• Exercise instructions
Output all of the material beneath this line exactly as it is.

>>>

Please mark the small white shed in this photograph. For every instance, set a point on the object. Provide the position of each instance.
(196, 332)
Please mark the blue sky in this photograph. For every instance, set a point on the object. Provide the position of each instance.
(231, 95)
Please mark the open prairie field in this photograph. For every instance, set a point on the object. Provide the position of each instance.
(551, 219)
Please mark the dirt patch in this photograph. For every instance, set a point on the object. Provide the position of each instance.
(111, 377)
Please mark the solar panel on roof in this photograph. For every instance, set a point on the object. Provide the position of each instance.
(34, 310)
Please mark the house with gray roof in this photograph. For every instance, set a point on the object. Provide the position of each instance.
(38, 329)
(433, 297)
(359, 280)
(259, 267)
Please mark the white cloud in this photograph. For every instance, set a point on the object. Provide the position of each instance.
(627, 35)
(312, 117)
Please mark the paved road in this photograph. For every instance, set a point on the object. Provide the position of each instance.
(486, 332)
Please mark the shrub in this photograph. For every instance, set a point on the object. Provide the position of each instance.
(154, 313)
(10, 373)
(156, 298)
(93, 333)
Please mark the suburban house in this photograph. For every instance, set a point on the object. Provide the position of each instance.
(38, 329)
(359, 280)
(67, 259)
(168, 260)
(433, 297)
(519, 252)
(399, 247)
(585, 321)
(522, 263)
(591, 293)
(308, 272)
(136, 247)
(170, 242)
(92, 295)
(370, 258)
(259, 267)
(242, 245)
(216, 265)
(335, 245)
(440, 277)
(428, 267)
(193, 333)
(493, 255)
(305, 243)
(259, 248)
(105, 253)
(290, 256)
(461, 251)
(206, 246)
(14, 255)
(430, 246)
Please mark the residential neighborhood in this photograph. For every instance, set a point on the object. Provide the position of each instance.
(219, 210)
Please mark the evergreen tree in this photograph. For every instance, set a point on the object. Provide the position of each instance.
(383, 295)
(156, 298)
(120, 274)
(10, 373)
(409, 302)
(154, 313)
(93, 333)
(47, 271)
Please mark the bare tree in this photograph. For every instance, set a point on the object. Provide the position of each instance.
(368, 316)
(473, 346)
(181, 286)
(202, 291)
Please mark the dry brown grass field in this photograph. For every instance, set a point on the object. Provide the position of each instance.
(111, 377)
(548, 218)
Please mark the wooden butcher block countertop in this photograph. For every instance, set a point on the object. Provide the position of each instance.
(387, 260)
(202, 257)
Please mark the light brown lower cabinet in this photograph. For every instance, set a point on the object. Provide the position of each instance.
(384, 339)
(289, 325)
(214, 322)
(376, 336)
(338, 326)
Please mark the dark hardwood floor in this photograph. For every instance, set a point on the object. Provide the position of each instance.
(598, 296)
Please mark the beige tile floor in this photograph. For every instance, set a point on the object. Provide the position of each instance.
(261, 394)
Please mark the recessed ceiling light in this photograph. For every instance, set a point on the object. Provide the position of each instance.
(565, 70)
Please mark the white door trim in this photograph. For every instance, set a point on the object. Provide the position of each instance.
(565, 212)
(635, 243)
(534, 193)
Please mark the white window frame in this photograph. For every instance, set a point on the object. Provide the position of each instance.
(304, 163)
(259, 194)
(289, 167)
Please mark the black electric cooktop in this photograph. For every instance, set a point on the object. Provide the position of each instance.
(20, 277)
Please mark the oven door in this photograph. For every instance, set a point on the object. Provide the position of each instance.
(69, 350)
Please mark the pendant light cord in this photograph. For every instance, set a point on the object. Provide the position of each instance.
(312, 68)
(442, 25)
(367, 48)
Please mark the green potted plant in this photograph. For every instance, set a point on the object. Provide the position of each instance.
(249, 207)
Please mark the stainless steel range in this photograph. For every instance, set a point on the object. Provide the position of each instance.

<<<

• Reply to the task
Please mark the small white shed in this photograph. For every instance, set a point on the object. Provide the position of each instance.
(196, 332)
Please mark the blue sky in this photograph. For every instance, set a point on the object. Provide the position of each instance.
(231, 95)
Please mark the open prairie field in this photograph. For every instance, set a point on the object. Provide the position of each instance.
(551, 219)
Please mark the dirt patch in this photograph. For every instance, set a point on the object. Provide the position of each instance.
(111, 377)
Please mark the solar panel on roof in this photograph. For every instance, set a point on the object. Provide the position of each instance.
(34, 310)
Please mark the house with gray roof in this photograph. For every instance, set a point on the object. Provide the position of each instance.
(38, 329)
(433, 297)
(359, 280)
(259, 267)
Please mark the white cloud in this photograph. For every instance, set a point on the object. Provide the position of each instance.
(627, 35)
(312, 117)
Please mark the paved road in this photograph. For every instance, set a point on the object. Provide the position of each instance.
(486, 332)
Please mark the shrub in this photograph. For every instance, set a point on the object. Provide the position of each instance.
(154, 313)
(10, 373)
(156, 298)
(93, 333)
Please mark the suburban house in this photograph. For every instance, set a point on the object. Provide the position of each instance.
(38, 329)
(359, 280)
(67, 259)
(168, 260)
(433, 297)
(519, 252)
(399, 247)
(585, 321)
(522, 263)
(591, 293)
(308, 272)
(136, 247)
(170, 242)
(92, 295)
(370, 258)
(259, 267)
(242, 245)
(216, 265)
(335, 245)
(440, 277)
(428, 267)
(193, 333)
(493, 255)
(305, 243)
(259, 248)
(105, 253)
(290, 256)
(461, 251)
(206, 246)
(14, 255)
(430, 246)
Please mark the residential neighborhood in this photograph. For every instance, set a point on the object. Provide the position of each instance.
(219, 210)
Please mark the evergreen tree in this photograph. For every instance, set a point on the object. Provide the position of each instance.
(383, 295)
(156, 298)
(120, 274)
(10, 373)
(409, 302)
(154, 313)
(93, 333)
(47, 271)
Please mark the bare tree in this photograph. For every instance, set a point on the object. Provide the position of each instance.
(368, 316)
(473, 346)
(181, 286)
(202, 291)
Please mark the dry brown grass field in this photograph. For every instance, set a point on the object. Provide the position of each instance.
(111, 377)
(548, 218)
Please mark the wooden butcher block countertop in this photograph. For every instance, set a point on the object. Provide the position of each instance.
(387, 260)
(202, 257)
Please mark the light brown lower cabinet in this photograph. For every instance, set a point on the object. Provide the position of each instance.
(384, 339)
(289, 325)
(214, 322)
(376, 336)
(338, 326)
Please mark the dark hardwood floor in this photograph. For every instance, set a point on the object. Provide the position of each instance.
(598, 296)
Please mark the beige tile floor in this photograph. For every instance, set a point on the object. Provide the position of each instance.
(261, 394)
Please mark the recessed ceiling light in this photograph. For every instance, set a point on the object. Provide the position of each instance.
(565, 70)
Please mark the white door trim in this photograph. For every instance, set a point on the object. Provide the position of each instance.
(565, 212)
(635, 243)
(534, 193)
Please mark the white window frame in this photograph. For every instance, set a point on the object. Provide the position of each instance.
(304, 163)
(259, 194)
(289, 167)
Please mark the black electric cooktop in this photograph. For every instance, set a point on the object. Provide the position of each instance.
(20, 277)
Please mark the oven door in this photograph. For every instance, set a point on the object. Provide the position of each instance.
(69, 350)
Please mark the pendant light cord in this photograph. For every instance, set a point on the object. Provide the position of each instance.
(312, 68)
(442, 25)
(367, 48)
Please mark the green potted plant in this photograph. For every instance, set a point on the object. Provide the position of each instance.
(249, 207)
Please mark the stainless steel range in this photograph. For every instance, set a point on the object. Provide the position of each instance.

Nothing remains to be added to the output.